Exercise aim >> Turn every line of the material below into a numbered list, dropping the blank lines.

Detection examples

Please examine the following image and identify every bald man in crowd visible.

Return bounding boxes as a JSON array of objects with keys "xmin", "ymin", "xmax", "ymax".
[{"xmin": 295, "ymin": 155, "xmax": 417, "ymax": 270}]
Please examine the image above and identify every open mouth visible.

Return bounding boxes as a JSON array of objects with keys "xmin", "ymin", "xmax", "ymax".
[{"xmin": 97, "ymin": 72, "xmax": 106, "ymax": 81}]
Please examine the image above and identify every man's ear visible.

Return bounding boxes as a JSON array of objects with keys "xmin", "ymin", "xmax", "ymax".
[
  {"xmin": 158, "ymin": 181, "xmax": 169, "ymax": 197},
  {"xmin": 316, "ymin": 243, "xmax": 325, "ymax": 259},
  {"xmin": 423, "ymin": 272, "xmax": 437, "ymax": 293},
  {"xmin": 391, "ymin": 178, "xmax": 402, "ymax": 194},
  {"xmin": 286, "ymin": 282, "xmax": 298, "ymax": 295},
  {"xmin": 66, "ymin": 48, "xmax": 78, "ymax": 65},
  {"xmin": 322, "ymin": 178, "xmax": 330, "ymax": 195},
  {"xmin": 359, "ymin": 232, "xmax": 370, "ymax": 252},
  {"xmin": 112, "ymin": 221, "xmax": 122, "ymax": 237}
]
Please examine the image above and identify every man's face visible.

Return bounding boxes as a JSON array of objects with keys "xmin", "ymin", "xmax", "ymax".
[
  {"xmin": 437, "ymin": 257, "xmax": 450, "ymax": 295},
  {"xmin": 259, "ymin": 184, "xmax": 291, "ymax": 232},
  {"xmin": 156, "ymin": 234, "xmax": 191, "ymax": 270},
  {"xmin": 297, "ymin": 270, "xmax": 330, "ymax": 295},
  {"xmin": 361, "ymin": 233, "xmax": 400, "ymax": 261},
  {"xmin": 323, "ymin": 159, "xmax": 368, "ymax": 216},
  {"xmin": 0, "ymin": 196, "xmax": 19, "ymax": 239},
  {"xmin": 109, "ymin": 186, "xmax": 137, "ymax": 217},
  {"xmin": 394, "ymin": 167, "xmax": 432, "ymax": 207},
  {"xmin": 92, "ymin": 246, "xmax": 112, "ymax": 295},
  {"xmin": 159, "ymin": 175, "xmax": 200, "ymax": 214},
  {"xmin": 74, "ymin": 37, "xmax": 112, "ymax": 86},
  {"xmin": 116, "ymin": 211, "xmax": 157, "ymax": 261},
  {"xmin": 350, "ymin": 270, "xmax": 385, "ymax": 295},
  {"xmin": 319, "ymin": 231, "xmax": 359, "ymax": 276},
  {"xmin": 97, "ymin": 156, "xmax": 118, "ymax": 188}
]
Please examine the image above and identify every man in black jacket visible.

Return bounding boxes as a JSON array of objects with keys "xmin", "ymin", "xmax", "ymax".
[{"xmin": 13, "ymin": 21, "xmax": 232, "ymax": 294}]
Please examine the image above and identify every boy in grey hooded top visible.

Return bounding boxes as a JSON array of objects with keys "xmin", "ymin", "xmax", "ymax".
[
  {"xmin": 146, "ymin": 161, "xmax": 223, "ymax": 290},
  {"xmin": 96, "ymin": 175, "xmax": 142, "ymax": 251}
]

Solution to the problem >>
1. Please examine the following image and identify every bald man in crowd visible.
2. Return bounding boxes as a JSON array of objects with keys "xmin", "ymin", "xmax", "ymax".
3. [{"xmin": 295, "ymin": 155, "xmax": 417, "ymax": 270}]
4. Please examine the image above and identify every open mouth visible.
5. Return bounding boxes as a JSON array of objects with keys "xmin", "ymin", "xmax", "ymax".
6. [{"xmin": 97, "ymin": 72, "xmax": 106, "ymax": 81}]
7. Please examine the image above and identify every man's ear visible.
8. Return bounding boxes as a JSON array of objects with keys "xmin", "ymin", "xmax", "ymax".
9. [
10.   {"xmin": 158, "ymin": 181, "xmax": 169, "ymax": 197},
11.   {"xmin": 316, "ymin": 243, "xmax": 325, "ymax": 259},
12.   {"xmin": 423, "ymin": 272, "xmax": 437, "ymax": 293},
13.   {"xmin": 391, "ymin": 178, "xmax": 402, "ymax": 194},
14.   {"xmin": 286, "ymin": 282, "xmax": 298, "ymax": 295},
15.   {"xmin": 66, "ymin": 48, "xmax": 78, "ymax": 65},
16.   {"xmin": 322, "ymin": 178, "xmax": 330, "ymax": 195},
17.   {"xmin": 359, "ymin": 232, "xmax": 370, "ymax": 252},
18.   {"xmin": 112, "ymin": 221, "xmax": 122, "ymax": 237}
19. ]
20. Please examine the image above and identify every man's face visible.
21. Return bounding boxes as a JSON array of objects with keys "xmin", "ymin", "xmax", "ymax".
22. [
23.   {"xmin": 437, "ymin": 257, "xmax": 450, "ymax": 295},
24.   {"xmin": 259, "ymin": 184, "xmax": 291, "ymax": 232},
25.   {"xmin": 156, "ymin": 234, "xmax": 191, "ymax": 270},
26.   {"xmin": 297, "ymin": 270, "xmax": 330, "ymax": 295},
27.   {"xmin": 361, "ymin": 233, "xmax": 400, "ymax": 261},
28.   {"xmin": 323, "ymin": 159, "xmax": 368, "ymax": 216},
29.   {"xmin": 0, "ymin": 196, "xmax": 19, "ymax": 239},
30.   {"xmin": 109, "ymin": 186, "xmax": 137, "ymax": 217},
31.   {"xmin": 394, "ymin": 167, "xmax": 432, "ymax": 207},
32.   {"xmin": 92, "ymin": 246, "xmax": 112, "ymax": 295},
33.   {"xmin": 159, "ymin": 175, "xmax": 200, "ymax": 214},
34.   {"xmin": 74, "ymin": 37, "xmax": 112, "ymax": 86},
35.   {"xmin": 116, "ymin": 211, "xmax": 157, "ymax": 261},
36.   {"xmin": 350, "ymin": 270, "xmax": 385, "ymax": 295},
37.   {"xmin": 319, "ymin": 231, "xmax": 359, "ymax": 276},
38.   {"xmin": 97, "ymin": 156, "xmax": 118, "ymax": 188}
39. ]
40. Please examine the image above and identify every man in black jacket visible.
41. Return bounding boxes as a JSON array of objects with keys "xmin", "ymin", "xmax", "ymax".
42. [{"xmin": 13, "ymin": 21, "xmax": 232, "ymax": 294}]
43. Please examine the image above and identify every boy in grey hooded top visible.
44. Return bounding boxes as a JSON array of objects with keys "xmin", "ymin", "xmax", "ymax".
45. [
46.   {"xmin": 146, "ymin": 161, "xmax": 223, "ymax": 290},
47.   {"xmin": 96, "ymin": 175, "xmax": 142, "ymax": 251}
48. ]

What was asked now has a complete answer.